Start of SUPPLIED DATA
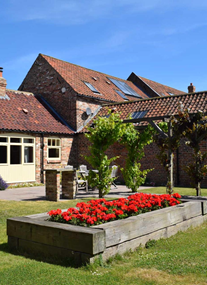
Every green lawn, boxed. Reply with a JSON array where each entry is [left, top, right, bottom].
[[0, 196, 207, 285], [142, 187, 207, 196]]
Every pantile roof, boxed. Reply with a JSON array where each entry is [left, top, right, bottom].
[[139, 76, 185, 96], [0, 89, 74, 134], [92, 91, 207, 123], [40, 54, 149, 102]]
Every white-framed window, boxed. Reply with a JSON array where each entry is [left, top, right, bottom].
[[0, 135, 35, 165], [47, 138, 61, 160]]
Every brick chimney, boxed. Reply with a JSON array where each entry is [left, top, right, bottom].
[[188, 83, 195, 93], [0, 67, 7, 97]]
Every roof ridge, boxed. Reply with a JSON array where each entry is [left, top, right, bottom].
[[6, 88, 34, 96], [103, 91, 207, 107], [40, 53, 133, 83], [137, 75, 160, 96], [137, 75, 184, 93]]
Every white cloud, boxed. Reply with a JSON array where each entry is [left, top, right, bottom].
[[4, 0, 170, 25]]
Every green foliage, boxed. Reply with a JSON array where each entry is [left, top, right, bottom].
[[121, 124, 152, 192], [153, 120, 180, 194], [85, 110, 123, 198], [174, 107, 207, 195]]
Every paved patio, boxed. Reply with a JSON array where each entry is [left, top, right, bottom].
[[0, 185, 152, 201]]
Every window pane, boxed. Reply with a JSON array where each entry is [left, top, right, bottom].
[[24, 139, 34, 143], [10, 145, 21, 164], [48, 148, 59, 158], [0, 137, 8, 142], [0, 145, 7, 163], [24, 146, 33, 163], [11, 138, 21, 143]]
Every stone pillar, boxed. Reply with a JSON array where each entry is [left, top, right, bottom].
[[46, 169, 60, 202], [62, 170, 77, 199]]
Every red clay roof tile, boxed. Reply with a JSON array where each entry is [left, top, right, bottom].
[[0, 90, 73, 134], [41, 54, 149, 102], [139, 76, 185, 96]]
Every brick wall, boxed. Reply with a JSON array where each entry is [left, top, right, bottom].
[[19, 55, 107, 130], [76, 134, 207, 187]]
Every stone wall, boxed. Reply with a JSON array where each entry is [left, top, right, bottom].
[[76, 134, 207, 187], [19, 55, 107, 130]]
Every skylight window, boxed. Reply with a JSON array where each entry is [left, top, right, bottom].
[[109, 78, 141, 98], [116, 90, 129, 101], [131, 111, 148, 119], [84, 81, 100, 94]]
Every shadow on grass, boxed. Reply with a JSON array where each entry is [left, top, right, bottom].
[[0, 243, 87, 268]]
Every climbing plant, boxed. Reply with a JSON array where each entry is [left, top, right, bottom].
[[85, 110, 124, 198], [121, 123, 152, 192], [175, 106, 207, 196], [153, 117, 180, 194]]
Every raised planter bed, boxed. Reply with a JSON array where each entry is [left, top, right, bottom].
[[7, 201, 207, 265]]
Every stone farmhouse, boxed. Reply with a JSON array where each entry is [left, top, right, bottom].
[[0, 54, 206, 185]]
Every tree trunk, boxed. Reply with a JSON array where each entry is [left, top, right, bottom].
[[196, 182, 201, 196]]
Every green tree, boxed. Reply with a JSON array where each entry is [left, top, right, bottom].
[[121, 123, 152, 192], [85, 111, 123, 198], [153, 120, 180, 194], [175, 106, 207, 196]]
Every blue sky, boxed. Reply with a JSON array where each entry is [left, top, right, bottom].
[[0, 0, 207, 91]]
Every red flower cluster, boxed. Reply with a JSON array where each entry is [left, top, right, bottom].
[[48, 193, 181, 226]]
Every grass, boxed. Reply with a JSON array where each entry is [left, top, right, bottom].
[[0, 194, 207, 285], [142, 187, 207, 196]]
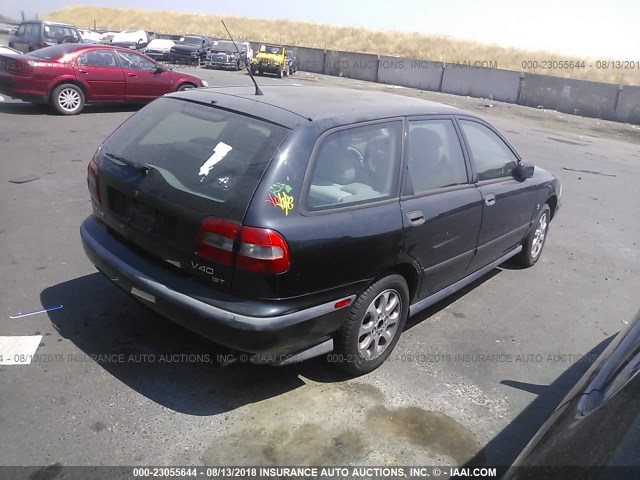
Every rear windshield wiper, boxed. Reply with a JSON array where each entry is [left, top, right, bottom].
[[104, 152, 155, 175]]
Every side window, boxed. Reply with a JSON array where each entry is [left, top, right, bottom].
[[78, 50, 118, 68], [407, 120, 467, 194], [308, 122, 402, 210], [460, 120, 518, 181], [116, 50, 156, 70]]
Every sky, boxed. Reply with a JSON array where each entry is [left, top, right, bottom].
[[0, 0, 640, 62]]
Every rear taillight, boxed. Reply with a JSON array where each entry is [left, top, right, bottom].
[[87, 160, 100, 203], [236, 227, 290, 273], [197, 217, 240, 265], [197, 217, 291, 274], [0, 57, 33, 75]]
End of SUPPLIED DATA
Start of SUPPLIED DATA
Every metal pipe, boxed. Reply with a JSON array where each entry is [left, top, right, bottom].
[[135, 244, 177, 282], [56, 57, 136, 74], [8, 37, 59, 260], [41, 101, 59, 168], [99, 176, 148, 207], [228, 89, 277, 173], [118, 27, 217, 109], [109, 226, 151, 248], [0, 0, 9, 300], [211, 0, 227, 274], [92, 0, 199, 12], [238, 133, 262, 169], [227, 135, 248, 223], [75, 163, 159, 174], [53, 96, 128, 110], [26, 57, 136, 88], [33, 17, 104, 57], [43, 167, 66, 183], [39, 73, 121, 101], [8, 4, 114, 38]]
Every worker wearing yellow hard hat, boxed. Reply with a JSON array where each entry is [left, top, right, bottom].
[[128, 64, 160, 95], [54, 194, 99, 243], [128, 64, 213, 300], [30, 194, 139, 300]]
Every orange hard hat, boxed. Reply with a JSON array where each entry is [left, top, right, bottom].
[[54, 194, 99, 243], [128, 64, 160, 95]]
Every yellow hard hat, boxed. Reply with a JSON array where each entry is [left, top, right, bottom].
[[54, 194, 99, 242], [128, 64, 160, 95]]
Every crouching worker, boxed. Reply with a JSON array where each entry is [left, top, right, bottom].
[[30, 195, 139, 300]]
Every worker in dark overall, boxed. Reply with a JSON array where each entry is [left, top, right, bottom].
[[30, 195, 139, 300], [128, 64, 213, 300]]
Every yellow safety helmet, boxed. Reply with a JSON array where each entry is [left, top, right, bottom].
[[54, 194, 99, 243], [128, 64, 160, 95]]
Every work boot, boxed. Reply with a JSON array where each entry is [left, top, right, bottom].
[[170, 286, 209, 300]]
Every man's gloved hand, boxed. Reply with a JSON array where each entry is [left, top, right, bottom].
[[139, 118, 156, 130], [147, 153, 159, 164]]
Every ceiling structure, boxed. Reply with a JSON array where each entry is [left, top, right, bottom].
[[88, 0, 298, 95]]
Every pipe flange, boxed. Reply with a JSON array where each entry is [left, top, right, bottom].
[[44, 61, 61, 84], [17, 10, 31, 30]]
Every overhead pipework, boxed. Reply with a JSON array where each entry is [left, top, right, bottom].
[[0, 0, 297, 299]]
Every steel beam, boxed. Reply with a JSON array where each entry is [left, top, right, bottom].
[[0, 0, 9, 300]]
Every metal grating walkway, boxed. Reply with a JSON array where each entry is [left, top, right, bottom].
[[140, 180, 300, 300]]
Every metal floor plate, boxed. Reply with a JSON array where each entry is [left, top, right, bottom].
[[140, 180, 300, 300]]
End of SUPPLIED DATA
Start of SUPPLIED DATA
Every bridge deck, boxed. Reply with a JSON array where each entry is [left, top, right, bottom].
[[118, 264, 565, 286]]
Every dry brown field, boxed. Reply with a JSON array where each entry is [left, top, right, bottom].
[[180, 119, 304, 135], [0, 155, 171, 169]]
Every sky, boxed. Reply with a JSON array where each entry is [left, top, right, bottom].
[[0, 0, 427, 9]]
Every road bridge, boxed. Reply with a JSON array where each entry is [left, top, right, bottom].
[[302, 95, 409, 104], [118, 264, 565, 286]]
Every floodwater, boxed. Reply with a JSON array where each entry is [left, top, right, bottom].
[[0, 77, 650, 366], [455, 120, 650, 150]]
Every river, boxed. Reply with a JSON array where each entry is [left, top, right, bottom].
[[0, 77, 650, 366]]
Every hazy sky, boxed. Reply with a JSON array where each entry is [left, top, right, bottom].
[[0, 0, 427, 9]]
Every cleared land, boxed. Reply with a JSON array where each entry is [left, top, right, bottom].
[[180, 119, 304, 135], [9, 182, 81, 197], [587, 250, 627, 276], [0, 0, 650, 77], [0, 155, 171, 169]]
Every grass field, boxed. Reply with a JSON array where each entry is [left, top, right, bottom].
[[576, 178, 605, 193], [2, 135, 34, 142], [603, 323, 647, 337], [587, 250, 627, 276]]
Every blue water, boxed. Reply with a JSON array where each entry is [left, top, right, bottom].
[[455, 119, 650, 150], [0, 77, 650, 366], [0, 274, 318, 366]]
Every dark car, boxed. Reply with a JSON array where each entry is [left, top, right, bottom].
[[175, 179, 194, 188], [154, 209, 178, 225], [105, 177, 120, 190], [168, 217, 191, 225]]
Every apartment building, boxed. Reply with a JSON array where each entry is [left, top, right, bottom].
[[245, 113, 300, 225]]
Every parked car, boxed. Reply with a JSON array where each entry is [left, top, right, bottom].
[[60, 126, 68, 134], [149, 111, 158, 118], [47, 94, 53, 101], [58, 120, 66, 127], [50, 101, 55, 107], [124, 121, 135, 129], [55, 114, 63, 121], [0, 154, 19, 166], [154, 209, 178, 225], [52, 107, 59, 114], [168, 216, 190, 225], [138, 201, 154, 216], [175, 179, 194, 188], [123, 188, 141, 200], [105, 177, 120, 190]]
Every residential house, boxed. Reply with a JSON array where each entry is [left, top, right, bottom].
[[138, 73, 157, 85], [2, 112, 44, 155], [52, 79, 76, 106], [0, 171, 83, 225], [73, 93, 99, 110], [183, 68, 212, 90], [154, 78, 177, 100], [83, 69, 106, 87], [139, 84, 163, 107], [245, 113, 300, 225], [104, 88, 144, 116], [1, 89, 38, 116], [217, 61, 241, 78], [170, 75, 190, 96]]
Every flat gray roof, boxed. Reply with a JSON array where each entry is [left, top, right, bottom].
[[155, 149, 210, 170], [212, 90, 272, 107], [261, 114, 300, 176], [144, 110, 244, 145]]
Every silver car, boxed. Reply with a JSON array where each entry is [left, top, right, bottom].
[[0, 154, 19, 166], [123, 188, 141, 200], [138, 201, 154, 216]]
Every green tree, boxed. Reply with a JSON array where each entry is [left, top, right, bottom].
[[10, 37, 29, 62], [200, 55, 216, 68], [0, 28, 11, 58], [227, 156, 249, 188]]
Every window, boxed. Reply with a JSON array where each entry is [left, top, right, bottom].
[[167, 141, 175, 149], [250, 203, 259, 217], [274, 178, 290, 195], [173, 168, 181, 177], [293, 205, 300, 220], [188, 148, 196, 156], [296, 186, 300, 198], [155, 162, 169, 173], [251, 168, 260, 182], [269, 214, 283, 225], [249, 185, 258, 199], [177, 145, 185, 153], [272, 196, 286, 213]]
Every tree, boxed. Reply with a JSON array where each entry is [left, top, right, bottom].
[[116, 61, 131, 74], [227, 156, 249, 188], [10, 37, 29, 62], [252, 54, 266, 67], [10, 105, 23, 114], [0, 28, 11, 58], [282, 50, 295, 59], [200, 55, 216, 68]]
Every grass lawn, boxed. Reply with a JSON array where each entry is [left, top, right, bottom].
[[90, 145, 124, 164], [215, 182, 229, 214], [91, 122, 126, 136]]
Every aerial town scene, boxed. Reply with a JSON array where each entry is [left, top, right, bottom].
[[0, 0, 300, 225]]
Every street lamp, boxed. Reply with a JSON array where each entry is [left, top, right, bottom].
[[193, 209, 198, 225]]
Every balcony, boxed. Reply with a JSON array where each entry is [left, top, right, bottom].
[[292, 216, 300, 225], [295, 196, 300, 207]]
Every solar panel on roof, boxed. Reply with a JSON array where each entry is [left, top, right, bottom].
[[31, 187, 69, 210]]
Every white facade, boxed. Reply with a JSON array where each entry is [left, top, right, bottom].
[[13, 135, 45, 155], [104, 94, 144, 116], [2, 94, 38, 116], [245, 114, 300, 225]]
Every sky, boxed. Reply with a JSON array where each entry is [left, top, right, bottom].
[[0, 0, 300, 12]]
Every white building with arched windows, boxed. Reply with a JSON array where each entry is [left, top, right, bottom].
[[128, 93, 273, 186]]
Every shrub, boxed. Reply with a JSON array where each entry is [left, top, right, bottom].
End of SUPPLIED DATA
DIRECTION →
Rewrite the lines from the line with "Every green lawn, boxed." up to and including the line with "[[0, 196, 207, 285], [142, 187, 207, 196]]", replacing "green lawn" with "grass lawn" and leaving everything else unchanged.

WRITTEN RESPONSE →
Every grass lawn, boxed. Reply with a JSON array where each entry is [left, top, right, bottom].
[[0, 196, 207, 285], [142, 187, 207, 196]]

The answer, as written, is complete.